Vlaams-Brusselse Media
- Trade name: Bruzz
- Industry: Media industry
- Predecessor: Brussel Deze Week; FM Brussel; Niet-openbare Regionale Televisievereniging Brussel;
- Founded: March 10, 2014; 12 years ago
- Founders: Luc Demullier; Lydia Desloover; Ruben Goots; Stefanie Gryson; Simon Horsten; Marc Moerman; David Steegen; Jos Van Campenhout; Kristel Vandenbrande;
- Headquarters: Flagey Building, Ixelles, Belgium
- Area served: Brussels-Capital Region
- Products: Bruzz radio; Bruzz Ice; Bruzz televisie; Bruzz.be; Bruzz Ket; Bruzz magazine; Bruzz culture;
- Revenue: 2,276,887 (2015)
- Operating income: 10,565,677 (2015)
- Total assets: 3,824,854 (2015)
- Website: bruzz.be

= Bruzz =

Belgian non-profit media company

Vlaams-Brusselse Media (Flemish-Brussels Media), shortened to VBM and operating under the brand Bruzz (stylised in all caps), is a non-profit media company dedicated to serving the Flemish Community in Brussels. A counterpart to BX1, which caters to the French-speaking Community in Brussels, Bruzz has its headquarters located at the Radio House in Ixelles.

== History ==
=== 1970–2014: Early years and pre-merger developments ===
Bruzz's origins can be traced to the monthly local newspaper Deze Maand in Brussel, which was founded in the 1970s by the Nederlandse Commissie voor de Cultuur van de Brusselse Agglomeratieraad with the aim of creating a Dutch-language newspaper for the residents of the Brussels Agglomeration. 1985, it underwent a name change to Deze Week in Brussel.

On 15 September 1993 the television channel TV-Brussel was inaugurated from the Royal Flemish Theatre.

In 1998, Deze Week in Brussel underwent another name change, becoming Brussel Deze Week, with Dirk Volckaerts assuming the role of editor-in-chief.

In 2002 a trilingual cultural supplement, initially named AGENDA and later Agenda Magazine, was introduced to Brussel Deze Week.

On 26 February 2000, FM BSSL was launched as a student radio affiliated with RITCS. On 19 December 2003 the station received a 9-year license and, in May 2004, rebranded as FM Brussel.

→ **Provided data**

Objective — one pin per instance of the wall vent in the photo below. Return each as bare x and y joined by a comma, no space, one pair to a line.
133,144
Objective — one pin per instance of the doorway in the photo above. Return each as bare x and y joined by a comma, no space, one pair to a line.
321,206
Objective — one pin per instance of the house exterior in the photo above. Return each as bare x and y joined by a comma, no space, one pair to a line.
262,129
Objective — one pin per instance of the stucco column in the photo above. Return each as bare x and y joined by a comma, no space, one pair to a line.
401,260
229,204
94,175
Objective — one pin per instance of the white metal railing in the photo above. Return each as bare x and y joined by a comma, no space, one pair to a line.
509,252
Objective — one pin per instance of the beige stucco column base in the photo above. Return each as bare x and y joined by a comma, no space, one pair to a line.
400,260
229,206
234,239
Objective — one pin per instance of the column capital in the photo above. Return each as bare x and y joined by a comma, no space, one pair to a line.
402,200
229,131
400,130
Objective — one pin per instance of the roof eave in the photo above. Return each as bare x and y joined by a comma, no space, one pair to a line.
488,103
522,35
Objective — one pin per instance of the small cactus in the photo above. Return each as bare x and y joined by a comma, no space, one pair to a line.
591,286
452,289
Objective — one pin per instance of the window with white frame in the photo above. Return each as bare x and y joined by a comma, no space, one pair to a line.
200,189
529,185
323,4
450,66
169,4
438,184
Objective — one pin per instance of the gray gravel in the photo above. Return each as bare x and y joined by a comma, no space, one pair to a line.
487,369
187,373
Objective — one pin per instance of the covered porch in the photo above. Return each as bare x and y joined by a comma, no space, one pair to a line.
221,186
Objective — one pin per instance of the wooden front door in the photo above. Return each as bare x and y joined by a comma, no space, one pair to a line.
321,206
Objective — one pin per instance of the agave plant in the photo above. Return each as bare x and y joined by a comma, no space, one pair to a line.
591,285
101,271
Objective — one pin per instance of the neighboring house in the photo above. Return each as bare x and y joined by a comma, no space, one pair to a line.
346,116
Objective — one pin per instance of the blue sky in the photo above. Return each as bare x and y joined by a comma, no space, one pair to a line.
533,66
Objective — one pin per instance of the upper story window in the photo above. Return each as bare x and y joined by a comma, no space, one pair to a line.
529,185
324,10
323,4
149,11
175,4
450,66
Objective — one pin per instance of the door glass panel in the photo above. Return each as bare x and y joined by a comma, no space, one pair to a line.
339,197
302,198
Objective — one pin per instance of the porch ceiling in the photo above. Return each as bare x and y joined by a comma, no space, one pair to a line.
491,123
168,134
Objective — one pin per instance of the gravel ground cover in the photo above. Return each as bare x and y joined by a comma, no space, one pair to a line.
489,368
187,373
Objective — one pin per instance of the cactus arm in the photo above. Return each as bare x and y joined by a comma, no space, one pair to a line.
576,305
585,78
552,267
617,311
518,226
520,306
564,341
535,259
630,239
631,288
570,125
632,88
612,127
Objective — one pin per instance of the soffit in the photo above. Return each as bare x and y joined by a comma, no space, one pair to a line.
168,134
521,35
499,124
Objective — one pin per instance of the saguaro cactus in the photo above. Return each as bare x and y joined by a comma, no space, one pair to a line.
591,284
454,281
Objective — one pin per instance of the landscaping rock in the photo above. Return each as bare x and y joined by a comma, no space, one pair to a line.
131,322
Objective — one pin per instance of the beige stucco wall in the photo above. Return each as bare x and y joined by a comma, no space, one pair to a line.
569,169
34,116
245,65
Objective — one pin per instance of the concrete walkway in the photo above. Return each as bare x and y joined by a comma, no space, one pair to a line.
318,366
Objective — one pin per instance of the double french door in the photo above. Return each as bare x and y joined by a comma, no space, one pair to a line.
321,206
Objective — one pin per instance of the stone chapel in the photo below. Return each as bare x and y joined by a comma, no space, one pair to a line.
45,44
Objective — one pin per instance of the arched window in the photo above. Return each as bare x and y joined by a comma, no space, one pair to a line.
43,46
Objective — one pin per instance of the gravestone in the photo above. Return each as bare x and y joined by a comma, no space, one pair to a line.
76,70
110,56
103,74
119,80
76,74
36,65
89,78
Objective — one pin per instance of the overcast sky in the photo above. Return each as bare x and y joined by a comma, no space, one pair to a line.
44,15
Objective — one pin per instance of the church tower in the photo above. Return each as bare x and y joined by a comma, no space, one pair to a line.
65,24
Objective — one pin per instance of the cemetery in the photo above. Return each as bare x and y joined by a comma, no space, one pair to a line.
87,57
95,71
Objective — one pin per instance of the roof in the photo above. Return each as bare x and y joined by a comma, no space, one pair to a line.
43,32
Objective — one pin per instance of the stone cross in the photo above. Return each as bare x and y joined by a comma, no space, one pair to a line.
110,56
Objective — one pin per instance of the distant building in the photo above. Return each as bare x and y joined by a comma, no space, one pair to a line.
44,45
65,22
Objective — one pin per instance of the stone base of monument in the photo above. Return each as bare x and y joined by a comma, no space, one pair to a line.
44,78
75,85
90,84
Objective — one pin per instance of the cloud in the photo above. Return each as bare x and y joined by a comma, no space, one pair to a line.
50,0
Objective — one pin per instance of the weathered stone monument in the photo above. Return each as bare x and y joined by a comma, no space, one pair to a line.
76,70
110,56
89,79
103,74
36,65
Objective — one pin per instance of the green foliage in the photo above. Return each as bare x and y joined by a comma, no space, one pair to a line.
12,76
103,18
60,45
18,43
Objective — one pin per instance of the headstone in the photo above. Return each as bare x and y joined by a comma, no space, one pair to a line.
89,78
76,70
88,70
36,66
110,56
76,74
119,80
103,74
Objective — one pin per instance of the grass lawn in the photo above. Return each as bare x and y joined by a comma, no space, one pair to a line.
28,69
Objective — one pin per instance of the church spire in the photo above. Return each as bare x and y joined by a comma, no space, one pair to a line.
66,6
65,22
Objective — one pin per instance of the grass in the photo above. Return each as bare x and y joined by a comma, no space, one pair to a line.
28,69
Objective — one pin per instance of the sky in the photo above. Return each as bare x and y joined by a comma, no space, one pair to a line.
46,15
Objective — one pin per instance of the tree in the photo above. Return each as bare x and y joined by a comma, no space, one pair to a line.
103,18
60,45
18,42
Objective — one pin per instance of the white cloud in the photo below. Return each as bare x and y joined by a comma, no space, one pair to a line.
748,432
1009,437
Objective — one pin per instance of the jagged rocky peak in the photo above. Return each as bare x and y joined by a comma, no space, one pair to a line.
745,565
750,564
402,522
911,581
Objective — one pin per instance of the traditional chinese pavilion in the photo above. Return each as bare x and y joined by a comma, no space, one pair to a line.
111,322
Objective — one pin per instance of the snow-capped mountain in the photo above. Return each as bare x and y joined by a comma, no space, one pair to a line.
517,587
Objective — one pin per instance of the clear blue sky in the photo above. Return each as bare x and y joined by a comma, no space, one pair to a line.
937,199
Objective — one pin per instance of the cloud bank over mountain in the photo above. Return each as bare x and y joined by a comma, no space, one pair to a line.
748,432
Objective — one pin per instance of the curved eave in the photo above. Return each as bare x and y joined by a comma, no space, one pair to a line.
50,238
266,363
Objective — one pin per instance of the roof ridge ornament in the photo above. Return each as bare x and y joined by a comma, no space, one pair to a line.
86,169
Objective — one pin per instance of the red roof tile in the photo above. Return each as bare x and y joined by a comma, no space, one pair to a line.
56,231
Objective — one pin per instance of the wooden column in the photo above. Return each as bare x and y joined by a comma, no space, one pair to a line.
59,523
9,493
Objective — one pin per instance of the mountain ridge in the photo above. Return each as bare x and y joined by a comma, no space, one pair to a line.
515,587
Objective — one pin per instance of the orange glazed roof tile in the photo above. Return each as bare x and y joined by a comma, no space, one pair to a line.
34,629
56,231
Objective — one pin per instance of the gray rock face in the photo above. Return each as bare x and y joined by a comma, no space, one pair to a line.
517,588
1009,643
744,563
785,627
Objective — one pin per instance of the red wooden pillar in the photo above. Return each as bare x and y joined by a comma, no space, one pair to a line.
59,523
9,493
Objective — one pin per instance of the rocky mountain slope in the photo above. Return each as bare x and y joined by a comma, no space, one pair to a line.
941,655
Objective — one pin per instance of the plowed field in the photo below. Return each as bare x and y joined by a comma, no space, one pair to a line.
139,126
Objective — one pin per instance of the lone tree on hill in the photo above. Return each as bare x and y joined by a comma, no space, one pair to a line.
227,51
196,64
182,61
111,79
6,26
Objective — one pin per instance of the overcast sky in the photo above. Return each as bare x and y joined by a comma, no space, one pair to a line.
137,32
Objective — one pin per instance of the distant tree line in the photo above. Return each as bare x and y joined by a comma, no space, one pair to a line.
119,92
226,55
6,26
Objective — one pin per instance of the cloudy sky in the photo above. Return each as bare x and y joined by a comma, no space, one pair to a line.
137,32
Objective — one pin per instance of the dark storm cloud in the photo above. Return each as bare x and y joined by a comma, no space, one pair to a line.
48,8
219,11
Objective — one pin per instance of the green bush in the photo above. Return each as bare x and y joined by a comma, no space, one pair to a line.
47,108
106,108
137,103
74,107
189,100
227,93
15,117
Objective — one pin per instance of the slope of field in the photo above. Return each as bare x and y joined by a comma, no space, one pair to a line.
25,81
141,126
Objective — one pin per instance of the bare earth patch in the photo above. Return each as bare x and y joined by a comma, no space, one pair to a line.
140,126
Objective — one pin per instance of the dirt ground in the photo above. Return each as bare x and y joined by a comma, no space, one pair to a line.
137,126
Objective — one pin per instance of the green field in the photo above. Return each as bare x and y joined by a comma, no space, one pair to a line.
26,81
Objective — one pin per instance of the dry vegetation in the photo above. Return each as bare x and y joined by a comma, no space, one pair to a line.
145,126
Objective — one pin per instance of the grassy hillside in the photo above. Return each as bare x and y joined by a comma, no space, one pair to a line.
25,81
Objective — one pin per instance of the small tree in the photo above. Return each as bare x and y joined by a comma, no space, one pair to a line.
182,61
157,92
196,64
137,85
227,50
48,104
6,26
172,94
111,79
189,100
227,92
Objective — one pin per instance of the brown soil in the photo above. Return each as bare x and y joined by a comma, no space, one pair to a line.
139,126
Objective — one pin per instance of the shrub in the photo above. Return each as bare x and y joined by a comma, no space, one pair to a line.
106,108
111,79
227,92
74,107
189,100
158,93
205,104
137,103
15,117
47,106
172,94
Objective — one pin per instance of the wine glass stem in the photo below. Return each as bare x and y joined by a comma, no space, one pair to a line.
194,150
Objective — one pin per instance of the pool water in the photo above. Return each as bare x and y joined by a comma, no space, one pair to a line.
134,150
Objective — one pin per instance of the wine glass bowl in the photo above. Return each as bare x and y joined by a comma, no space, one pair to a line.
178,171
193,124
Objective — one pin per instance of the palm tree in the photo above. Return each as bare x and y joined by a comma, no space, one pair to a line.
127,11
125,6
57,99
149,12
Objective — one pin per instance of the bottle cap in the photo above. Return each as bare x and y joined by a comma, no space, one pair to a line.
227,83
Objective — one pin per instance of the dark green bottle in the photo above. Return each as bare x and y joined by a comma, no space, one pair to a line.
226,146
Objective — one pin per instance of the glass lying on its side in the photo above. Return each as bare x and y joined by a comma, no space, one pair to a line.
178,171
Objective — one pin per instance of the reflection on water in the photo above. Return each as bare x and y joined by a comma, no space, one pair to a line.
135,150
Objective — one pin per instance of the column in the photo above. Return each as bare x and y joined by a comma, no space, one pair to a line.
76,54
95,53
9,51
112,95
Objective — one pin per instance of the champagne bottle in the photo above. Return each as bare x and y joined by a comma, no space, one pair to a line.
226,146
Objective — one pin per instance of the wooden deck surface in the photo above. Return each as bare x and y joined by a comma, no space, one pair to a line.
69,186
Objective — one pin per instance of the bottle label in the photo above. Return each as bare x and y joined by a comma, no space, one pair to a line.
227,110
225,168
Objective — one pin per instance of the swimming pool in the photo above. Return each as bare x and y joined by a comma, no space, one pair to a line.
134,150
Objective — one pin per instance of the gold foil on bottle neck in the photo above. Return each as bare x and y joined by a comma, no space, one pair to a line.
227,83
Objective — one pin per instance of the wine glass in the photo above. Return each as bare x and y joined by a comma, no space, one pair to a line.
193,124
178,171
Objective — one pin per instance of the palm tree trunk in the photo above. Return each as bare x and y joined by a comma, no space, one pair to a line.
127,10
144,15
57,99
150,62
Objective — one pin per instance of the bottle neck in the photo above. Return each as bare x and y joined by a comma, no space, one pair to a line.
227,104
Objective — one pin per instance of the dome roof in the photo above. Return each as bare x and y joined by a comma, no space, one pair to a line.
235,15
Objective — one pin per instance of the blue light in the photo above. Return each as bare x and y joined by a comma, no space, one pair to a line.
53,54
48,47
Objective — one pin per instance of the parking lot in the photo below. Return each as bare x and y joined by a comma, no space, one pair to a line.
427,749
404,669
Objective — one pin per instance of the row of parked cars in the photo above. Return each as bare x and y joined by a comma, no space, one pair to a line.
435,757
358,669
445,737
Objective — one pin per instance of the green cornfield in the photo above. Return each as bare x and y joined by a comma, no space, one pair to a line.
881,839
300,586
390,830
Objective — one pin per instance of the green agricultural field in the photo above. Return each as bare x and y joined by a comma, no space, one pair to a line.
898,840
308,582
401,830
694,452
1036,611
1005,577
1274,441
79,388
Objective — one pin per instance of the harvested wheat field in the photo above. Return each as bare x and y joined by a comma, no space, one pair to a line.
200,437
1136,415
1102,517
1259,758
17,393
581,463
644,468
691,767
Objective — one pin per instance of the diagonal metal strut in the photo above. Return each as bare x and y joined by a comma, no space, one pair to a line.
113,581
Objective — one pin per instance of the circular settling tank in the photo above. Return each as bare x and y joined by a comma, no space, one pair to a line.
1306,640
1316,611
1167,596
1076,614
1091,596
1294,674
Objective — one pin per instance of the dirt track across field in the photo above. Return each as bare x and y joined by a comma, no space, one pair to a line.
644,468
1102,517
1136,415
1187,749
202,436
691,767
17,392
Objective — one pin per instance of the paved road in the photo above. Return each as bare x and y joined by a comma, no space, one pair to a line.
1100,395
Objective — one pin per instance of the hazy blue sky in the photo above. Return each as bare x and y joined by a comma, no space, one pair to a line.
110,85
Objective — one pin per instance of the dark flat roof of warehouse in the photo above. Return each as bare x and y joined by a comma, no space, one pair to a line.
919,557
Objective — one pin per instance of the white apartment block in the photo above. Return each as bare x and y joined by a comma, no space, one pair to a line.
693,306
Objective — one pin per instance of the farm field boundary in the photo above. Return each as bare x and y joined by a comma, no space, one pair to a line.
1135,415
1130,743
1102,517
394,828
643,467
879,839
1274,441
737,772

→ **Goals**
1 > Echo the stretch of the rows from the line containing "Objective — one pin per instance of the white apartment" through the last row, both ends included.
2 > Continue the article on Bruzz from the point where it stops.
The Bruzz article and the rows are unrelated to each other.

→ **Results for the exercise**
1 >
Objective — one pin per instance of the white apartment block in the photo above. Return each as bare x and y joined by a comma, no space, one pair to a line.
693,306
Objective — one pin per instance of the farm field boundary in the photo above. Return each as bare x and y joined by a comma, no space, one pair to a line.
1135,415
1130,743
1102,517
394,828
643,467
879,839
1274,441
737,772

2 >
In 2004, Brussel Deze Week expanded its reach by establishing the online news platform brusselnieuws.be, which also integrated content from TV-Brussel and FM Brussels. In 2008, Anne Brumagne assumed the role of editor-in-chief, and the newspaper underwent another transformation, being renamed BDW.

=== 2014–present: Post-merger period ===
On 10 March 2014 the entities governing brusselnieuws.be, tvbrussel, FM Brussel, Agenda Magazine and BDW merged to create Vlaams-Brusselse Media, headquartered in the historic Radio House in Ixelles. The new organization focused on producing web, radio and television content. Subsequently, on 13 October 2015, the Board of Directors of Vlaams-Brusselse Media announced a reorganization, prompted by a turbulent period after the previous CEO's announcement of resignations and the closure of FM Brussels.

On 20 April 2016, brusselnieuws.be, Tvbrussel, FM Brussels, Agenda Magazine and BDW ceased to exist as separate entities, giving way to the emergence of the cross-media brand Bruzz with a unified editorial team.

In 2018 Vlaams-Brusselse Media collaborated with Onderwijscentrum Brussel (OCB) to launch Bruzz Ket, a digital platform for children and youth. It targets Dutch-speaking and multilingual young people aged 9 to 13 in Brussels.

On 19 April 2022 Vlaams-Brusselse Media introduced Bruzz Ice a digital radio station.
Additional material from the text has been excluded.